• [Exercise objective]: Extract every line of the listing below that contains the word "yellow".

• [Given records]:
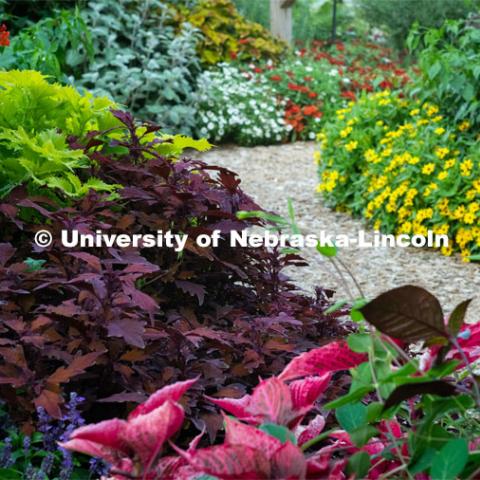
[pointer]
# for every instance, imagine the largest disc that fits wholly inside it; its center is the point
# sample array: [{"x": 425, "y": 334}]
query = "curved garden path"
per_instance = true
[{"x": 272, "y": 174}]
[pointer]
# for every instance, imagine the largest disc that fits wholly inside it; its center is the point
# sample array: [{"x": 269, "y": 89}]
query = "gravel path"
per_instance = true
[{"x": 272, "y": 174}]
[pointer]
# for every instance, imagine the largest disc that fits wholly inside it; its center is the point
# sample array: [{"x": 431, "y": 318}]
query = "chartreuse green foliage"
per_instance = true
[
  {"x": 227, "y": 35},
  {"x": 449, "y": 59},
  {"x": 405, "y": 168},
  {"x": 36, "y": 117}
]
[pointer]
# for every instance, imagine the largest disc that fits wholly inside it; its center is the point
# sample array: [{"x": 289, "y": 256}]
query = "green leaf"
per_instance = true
[
  {"x": 358, "y": 465},
  {"x": 374, "y": 411},
  {"x": 352, "y": 416},
  {"x": 278, "y": 431},
  {"x": 351, "y": 397},
  {"x": 359, "y": 342},
  {"x": 434, "y": 70},
  {"x": 327, "y": 250},
  {"x": 423, "y": 462},
  {"x": 11, "y": 474},
  {"x": 457, "y": 317},
  {"x": 362, "y": 435},
  {"x": 270, "y": 217},
  {"x": 450, "y": 460},
  {"x": 34, "y": 265}
]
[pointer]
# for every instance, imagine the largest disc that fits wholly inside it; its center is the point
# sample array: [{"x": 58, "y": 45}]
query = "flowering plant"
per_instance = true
[
  {"x": 235, "y": 106},
  {"x": 405, "y": 168},
  {"x": 395, "y": 420},
  {"x": 4, "y": 36}
]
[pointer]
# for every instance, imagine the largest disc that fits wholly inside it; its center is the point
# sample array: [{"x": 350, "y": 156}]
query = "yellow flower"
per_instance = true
[
  {"x": 442, "y": 175},
  {"x": 350, "y": 146},
  {"x": 466, "y": 167},
  {"x": 406, "y": 227},
  {"x": 447, "y": 251},
  {"x": 450, "y": 163},
  {"x": 432, "y": 110},
  {"x": 428, "y": 168},
  {"x": 441, "y": 152}
]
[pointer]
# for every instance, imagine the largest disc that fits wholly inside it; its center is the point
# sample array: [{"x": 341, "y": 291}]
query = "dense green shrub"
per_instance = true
[
  {"x": 24, "y": 13},
  {"x": 405, "y": 168},
  {"x": 398, "y": 17},
  {"x": 58, "y": 46},
  {"x": 141, "y": 62},
  {"x": 449, "y": 59}
]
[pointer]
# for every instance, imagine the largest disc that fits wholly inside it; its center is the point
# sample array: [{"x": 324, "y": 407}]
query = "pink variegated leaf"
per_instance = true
[
  {"x": 321, "y": 461},
  {"x": 237, "y": 433},
  {"x": 288, "y": 462},
  {"x": 306, "y": 391},
  {"x": 332, "y": 357},
  {"x": 272, "y": 402},
  {"x": 312, "y": 430},
  {"x": 171, "y": 392},
  {"x": 231, "y": 462},
  {"x": 108, "y": 434},
  {"x": 236, "y": 406},
  {"x": 147, "y": 433}
]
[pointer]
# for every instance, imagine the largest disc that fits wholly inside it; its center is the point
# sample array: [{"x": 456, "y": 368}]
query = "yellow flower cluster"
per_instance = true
[{"x": 413, "y": 170}]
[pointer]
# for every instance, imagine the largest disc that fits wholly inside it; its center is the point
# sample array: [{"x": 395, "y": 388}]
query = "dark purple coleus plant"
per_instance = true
[{"x": 116, "y": 324}]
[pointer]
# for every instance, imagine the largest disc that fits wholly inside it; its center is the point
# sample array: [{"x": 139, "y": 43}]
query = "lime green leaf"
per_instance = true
[{"x": 450, "y": 460}]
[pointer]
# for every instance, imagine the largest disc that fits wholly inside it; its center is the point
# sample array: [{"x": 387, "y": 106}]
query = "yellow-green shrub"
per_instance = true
[
  {"x": 226, "y": 35},
  {"x": 405, "y": 168}
]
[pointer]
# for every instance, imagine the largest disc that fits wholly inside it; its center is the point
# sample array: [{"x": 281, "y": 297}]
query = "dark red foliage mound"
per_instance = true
[{"x": 117, "y": 324}]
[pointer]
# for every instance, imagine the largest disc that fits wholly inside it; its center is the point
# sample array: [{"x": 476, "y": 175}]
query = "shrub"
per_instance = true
[
  {"x": 404, "y": 167},
  {"x": 235, "y": 106},
  {"x": 449, "y": 61},
  {"x": 37, "y": 455},
  {"x": 398, "y": 18},
  {"x": 399, "y": 415},
  {"x": 115, "y": 325},
  {"x": 56, "y": 46},
  {"x": 226, "y": 35},
  {"x": 35, "y": 120},
  {"x": 142, "y": 63}
]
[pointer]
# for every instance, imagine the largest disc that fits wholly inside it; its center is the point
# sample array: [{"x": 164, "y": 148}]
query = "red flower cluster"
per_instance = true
[{"x": 4, "y": 36}]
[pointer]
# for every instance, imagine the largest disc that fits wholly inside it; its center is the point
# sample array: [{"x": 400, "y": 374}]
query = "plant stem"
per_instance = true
[{"x": 317, "y": 439}]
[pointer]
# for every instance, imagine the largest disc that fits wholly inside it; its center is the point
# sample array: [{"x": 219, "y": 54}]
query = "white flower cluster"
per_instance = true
[{"x": 234, "y": 106}]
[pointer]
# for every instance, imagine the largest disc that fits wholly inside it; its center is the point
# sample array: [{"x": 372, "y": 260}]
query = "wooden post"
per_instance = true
[
  {"x": 334, "y": 22},
  {"x": 281, "y": 18}
]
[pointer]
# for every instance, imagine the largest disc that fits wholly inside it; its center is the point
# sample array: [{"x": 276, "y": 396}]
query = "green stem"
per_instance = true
[{"x": 318, "y": 438}]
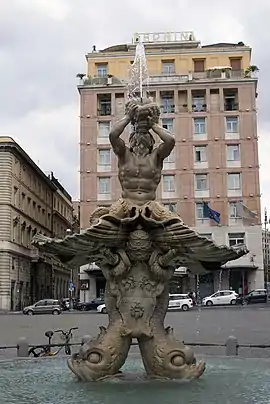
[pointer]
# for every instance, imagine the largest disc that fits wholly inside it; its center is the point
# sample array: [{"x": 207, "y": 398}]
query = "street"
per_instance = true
[{"x": 251, "y": 325}]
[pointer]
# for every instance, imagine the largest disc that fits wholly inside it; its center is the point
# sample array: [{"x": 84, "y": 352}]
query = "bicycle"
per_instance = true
[{"x": 45, "y": 350}]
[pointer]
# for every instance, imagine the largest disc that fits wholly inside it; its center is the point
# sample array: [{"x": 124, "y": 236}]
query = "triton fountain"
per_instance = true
[{"x": 138, "y": 244}]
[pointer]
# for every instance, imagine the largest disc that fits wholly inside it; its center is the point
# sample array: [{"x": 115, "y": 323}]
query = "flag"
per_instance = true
[
  {"x": 211, "y": 213},
  {"x": 265, "y": 216},
  {"x": 244, "y": 212}
]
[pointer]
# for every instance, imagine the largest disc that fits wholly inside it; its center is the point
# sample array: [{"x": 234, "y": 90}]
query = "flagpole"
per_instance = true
[{"x": 266, "y": 247}]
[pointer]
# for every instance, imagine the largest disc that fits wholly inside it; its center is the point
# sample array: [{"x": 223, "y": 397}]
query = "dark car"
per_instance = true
[
  {"x": 255, "y": 296},
  {"x": 92, "y": 305}
]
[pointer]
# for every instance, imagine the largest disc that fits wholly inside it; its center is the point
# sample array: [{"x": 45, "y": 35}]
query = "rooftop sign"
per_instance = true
[{"x": 154, "y": 37}]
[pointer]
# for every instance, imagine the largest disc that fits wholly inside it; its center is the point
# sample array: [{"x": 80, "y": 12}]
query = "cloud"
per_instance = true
[{"x": 42, "y": 47}]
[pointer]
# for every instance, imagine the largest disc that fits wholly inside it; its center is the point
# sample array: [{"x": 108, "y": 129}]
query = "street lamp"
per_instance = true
[
  {"x": 71, "y": 285},
  {"x": 266, "y": 248}
]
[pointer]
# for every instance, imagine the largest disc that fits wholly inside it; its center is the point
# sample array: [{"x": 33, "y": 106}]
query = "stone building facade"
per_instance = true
[
  {"x": 207, "y": 96},
  {"x": 26, "y": 208}
]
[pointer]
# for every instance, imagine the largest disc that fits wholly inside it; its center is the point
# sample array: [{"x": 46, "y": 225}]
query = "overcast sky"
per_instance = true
[{"x": 42, "y": 48}]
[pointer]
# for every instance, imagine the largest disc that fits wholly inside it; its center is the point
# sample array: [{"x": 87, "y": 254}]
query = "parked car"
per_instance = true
[
  {"x": 255, "y": 296},
  {"x": 180, "y": 301},
  {"x": 45, "y": 306},
  {"x": 92, "y": 305},
  {"x": 102, "y": 309},
  {"x": 65, "y": 303},
  {"x": 221, "y": 297}
]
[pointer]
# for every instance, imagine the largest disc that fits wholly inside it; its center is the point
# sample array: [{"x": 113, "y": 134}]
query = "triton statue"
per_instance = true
[{"x": 138, "y": 243}]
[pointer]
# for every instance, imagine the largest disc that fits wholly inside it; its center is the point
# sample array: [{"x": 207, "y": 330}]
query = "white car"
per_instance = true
[
  {"x": 221, "y": 297},
  {"x": 102, "y": 309},
  {"x": 180, "y": 301}
]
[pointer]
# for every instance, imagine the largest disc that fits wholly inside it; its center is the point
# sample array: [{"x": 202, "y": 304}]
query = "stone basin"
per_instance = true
[{"x": 49, "y": 381}]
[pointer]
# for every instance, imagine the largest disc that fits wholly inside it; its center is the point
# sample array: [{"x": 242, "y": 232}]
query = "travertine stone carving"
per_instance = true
[{"x": 138, "y": 244}]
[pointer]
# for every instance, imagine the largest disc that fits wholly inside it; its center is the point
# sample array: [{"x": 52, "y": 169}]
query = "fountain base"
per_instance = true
[{"x": 48, "y": 381}]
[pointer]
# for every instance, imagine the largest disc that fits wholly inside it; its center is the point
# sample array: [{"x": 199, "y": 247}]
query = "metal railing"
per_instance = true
[
  {"x": 231, "y": 345},
  {"x": 160, "y": 78}
]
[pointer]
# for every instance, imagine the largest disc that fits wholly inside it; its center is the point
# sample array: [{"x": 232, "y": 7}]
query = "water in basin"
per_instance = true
[{"x": 49, "y": 381}]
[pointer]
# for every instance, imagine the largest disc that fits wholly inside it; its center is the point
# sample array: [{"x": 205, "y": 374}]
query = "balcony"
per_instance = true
[
  {"x": 168, "y": 78},
  {"x": 230, "y": 105},
  {"x": 104, "y": 104},
  {"x": 167, "y": 109},
  {"x": 104, "y": 110}
]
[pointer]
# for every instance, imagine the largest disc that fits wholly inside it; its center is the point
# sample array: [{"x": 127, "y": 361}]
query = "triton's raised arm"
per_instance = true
[{"x": 117, "y": 143}]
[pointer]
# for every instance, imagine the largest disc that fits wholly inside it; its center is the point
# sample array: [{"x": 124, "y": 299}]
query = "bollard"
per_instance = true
[
  {"x": 85, "y": 339},
  {"x": 22, "y": 348},
  {"x": 232, "y": 346}
]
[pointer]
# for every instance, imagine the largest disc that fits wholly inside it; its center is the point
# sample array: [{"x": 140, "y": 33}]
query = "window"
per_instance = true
[
  {"x": 232, "y": 124},
  {"x": 15, "y": 196},
  {"x": 230, "y": 99},
  {"x": 233, "y": 152},
  {"x": 104, "y": 185},
  {"x": 198, "y": 65},
  {"x": 170, "y": 158},
  {"x": 104, "y": 157},
  {"x": 200, "y": 211},
  {"x": 168, "y": 183},
  {"x": 104, "y": 104},
  {"x": 201, "y": 182},
  {"x": 236, "y": 239},
  {"x": 167, "y": 102},
  {"x": 168, "y": 124},
  {"x": 206, "y": 235},
  {"x": 234, "y": 181},
  {"x": 104, "y": 129},
  {"x": 170, "y": 206},
  {"x": 199, "y": 125},
  {"x": 168, "y": 67},
  {"x": 236, "y": 63},
  {"x": 233, "y": 213},
  {"x": 102, "y": 69},
  {"x": 200, "y": 154},
  {"x": 198, "y": 104}
]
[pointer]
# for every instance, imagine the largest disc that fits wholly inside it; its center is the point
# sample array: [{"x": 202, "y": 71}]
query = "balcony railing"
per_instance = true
[
  {"x": 167, "y": 109},
  {"x": 166, "y": 78},
  {"x": 199, "y": 108},
  {"x": 104, "y": 110},
  {"x": 231, "y": 106}
]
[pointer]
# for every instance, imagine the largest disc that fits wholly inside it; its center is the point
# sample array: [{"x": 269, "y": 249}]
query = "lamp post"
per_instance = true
[
  {"x": 71, "y": 285},
  {"x": 266, "y": 248}
]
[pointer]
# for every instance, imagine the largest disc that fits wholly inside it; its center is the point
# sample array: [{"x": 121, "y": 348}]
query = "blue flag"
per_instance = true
[{"x": 211, "y": 213}]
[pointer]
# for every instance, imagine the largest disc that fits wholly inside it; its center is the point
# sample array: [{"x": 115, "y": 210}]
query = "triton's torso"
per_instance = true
[{"x": 139, "y": 176}]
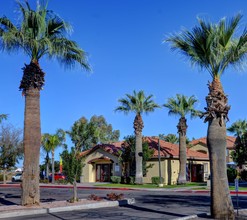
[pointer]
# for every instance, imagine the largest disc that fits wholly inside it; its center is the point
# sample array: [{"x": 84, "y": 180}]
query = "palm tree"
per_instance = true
[
  {"x": 171, "y": 138},
  {"x": 50, "y": 143},
  {"x": 138, "y": 103},
  {"x": 215, "y": 47},
  {"x": 47, "y": 148},
  {"x": 182, "y": 106},
  {"x": 238, "y": 128},
  {"x": 40, "y": 33},
  {"x": 2, "y": 117}
]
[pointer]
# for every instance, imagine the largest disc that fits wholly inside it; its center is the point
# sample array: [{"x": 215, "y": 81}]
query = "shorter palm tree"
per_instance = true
[
  {"x": 238, "y": 128},
  {"x": 2, "y": 117},
  {"x": 138, "y": 103},
  {"x": 182, "y": 105},
  {"x": 50, "y": 143}
]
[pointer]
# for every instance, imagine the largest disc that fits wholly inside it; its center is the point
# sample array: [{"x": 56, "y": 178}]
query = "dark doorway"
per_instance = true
[
  {"x": 197, "y": 173},
  {"x": 103, "y": 172}
]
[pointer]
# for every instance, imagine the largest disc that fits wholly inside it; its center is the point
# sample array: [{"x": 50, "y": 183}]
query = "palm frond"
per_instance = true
[{"x": 213, "y": 47}]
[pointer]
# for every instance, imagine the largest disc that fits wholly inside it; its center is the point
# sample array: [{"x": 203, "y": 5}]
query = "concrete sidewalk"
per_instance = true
[
  {"x": 7, "y": 211},
  {"x": 58, "y": 206}
]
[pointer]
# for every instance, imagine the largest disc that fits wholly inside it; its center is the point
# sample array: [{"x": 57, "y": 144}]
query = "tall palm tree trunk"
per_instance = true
[
  {"x": 216, "y": 141},
  {"x": 47, "y": 165},
  {"x": 217, "y": 110},
  {"x": 138, "y": 126},
  {"x": 182, "y": 127},
  {"x": 32, "y": 142},
  {"x": 52, "y": 165}
]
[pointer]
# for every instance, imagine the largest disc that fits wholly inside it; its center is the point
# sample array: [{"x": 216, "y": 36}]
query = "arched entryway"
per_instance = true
[{"x": 103, "y": 168}]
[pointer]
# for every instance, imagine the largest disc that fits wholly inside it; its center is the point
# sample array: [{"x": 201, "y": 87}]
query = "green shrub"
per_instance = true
[
  {"x": 243, "y": 175},
  {"x": 231, "y": 174},
  {"x": 61, "y": 181},
  {"x": 44, "y": 181},
  {"x": 130, "y": 180},
  {"x": 115, "y": 179},
  {"x": 156, "y": 180}
]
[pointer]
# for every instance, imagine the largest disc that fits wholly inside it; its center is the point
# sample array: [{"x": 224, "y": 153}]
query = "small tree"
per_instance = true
[
  {"x": 138, "y": 103},
  {"x": 86, "y": 134},
  {"x": 128, "y": 155},
  {"x": 72, "y": 167},
  {"x": 51, "y": 142},
  {"x": 11, "y": 147},
  {"x": 2, "y": 117}
]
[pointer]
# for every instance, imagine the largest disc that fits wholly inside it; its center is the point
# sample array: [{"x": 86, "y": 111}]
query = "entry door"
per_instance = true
[
  {"x": 197, "y": 173},
  {"x": 103, "y": 172}
]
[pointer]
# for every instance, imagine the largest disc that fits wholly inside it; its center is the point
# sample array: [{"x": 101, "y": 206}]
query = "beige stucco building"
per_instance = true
[
  {"x": 102, "y": 162},
  {"x": 200, "y": 145}
]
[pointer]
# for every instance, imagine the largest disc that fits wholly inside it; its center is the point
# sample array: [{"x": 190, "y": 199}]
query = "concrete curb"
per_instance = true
[{"x": 38, "y": 211}]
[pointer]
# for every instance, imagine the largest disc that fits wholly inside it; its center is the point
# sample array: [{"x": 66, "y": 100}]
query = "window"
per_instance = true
[{"x": 205, "y": 165}]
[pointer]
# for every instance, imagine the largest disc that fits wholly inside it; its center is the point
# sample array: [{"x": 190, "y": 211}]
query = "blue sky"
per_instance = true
[{"x": 123, "y": 39}]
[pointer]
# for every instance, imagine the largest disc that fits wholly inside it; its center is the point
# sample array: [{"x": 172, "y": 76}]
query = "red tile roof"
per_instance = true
[
  {"x": 229, "y": 141},
  {"x": 167, "y": 150}
]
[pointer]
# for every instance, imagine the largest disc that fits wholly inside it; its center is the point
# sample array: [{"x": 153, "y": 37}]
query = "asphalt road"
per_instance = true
[{"x": 149, "y": 204}]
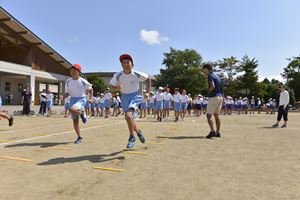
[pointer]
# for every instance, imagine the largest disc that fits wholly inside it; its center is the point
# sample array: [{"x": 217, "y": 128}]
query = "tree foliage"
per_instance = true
[
  {"x": 182, "y": 70},
  {"x": 292, "y": 74},
  {"x": 249, "y": 79}
]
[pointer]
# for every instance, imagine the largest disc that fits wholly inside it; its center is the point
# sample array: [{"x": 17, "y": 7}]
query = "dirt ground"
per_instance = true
[{"x": 250, "y": 161}]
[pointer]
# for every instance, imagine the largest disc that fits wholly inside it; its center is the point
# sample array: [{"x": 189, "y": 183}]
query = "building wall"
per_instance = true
[
  {"x": 44, "y": 62},
  {"x": 18, "y": 55},
  {"x": 32, "y": 57}
]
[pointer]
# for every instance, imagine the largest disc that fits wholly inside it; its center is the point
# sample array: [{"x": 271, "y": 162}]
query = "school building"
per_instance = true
[{"x": 26, "y": 60}]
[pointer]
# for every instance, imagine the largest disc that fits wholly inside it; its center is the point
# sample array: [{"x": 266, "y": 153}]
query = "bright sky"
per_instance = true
[{"x": 94, "y": 33}]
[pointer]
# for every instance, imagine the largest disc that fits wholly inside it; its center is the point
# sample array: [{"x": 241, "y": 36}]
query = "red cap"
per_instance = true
[
  {"x": 125, "y": 56},
  {"x": 76, "y": 66}
]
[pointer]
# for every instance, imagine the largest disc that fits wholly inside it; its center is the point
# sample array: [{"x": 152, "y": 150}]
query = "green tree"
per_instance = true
[
  {"x": 227, "y": 69},
  {"x": 249, "y": 79},
  {"x": 292, "y": 74},
  {"x": 182, "y": 70},
  {"x": 99, "y": 84}
]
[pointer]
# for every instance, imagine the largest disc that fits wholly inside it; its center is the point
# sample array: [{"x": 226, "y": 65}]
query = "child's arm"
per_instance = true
[
  {"x": 148, "y": 84},
  {"x": 91, "y": 92}
]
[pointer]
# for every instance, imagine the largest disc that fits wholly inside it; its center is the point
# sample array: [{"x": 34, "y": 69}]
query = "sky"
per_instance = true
[{"x": 94, "y": 33}]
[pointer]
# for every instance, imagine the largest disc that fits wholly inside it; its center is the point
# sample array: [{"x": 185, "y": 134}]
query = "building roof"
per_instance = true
[{"x": 26, "y": 35}]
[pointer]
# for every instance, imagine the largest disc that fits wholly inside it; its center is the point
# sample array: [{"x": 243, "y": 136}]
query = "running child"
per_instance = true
[
  {"x": 6, "y": 116},
  {"x": 159, "y": 102},
  {"x": 67, "y": 106},
  {"x": 184, "y": 101},
  {"x": 77, "y": 88},
  {"x": 108, "y": 100},
  {"x": 168, "y": 98},
  {"x": 177, "y": 103},
  {"x": 127, "y": 81}
]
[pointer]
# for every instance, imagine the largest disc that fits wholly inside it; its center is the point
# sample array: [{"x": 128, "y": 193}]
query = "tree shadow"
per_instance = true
[
  {"x": 41, "y": 144},
  {"x": 92, "y": 158},
  {"x": 182, "y": 137}
]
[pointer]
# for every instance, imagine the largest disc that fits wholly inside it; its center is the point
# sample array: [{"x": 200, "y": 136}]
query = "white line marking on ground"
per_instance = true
[{"x": 61, "y": 133}]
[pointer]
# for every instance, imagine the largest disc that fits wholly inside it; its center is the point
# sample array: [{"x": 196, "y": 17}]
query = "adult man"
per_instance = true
[
  {"x": 215, "y": 101},
  {"x": 283, "y": 108}
]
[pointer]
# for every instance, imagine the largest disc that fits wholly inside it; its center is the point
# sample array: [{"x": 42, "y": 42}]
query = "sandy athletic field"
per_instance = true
[{"x": 250, "y": 161}]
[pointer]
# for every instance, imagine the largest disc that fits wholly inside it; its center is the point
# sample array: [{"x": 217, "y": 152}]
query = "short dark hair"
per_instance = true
[{"x": 208, "y": 66}]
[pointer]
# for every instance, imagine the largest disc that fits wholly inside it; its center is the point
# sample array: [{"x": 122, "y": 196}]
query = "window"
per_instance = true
[{"x": 7, "y": 86}]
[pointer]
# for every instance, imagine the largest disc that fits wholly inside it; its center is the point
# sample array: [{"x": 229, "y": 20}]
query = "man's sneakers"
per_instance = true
[
  {"x": 213, "y": 134},
  {"x": 79, "y": 140},
  {"x": 83, "y": 118},
  {"x": 10, "y": 121},
  {"x": 131, "y": 142},
  {"x": 140, "y": 135}
]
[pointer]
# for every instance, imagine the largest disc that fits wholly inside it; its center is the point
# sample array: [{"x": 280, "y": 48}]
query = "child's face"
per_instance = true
[
  {"x": 74, "y": 73},
  {"x": 127, "y": 65}
]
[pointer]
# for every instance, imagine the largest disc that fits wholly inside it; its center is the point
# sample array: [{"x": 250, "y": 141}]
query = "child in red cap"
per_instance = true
[{"x": 77, "y": 88}]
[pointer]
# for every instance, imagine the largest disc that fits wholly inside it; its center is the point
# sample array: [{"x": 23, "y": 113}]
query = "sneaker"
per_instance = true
[
  {"x": 131, "y": 142},
  {"x": 10, "y": 121},
  {"x": 79, "y": 140},
  {"x": 83, "y": 118},
  {"x": 141, "y": 136},
  {"x": 211, "y": 134}
]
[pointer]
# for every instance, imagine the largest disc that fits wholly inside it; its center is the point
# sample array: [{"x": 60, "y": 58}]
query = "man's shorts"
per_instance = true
[{"x": 214, "y": 105}]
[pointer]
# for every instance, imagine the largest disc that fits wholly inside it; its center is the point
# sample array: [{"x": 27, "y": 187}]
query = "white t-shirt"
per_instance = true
[
  {"x": 151, "y": 99},
  {"x": 177, "y": 97},
  {"x": 184, "y": 98},
  {"x": 67, "y": 100},
  {"x": 129, "y": 83},
  {"x": 107, "y": 96},
  {"x": 159, "y": 96},
  {"x": 168, "y": 96},
  {"x": 77, "y": 88},
  {"x": 43, "y": 96},
  {"x": 49, "y": 96},
  {"x": 284, "y": 99}
]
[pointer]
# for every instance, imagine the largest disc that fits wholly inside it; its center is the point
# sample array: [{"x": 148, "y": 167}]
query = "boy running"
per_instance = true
[
  {"x": 215, "y": 102},
  {"x": 127, "y": 81},
  {"x": 77, "y": 88}
]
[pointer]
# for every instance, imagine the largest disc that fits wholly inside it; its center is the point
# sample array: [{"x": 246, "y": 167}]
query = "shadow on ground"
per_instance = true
[
  {"x": 92, "y": 158},
  {"x": 182, "y": 137},
  {"x": 41, "y": 144}
]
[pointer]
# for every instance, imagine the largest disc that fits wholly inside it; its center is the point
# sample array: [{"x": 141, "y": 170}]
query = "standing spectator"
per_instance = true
[
  {"x": 26, "y": 101},
  {"x": 43, "y": 103},
  {"x": 215, "y": 102},
  {"x": 283, "y": 108},
  {"x": 49, "y": 97}
]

• [Solution to the exercise]:
query = "yellow flower"
query = "yellow flower cluster"
query = "yellow-green shrub"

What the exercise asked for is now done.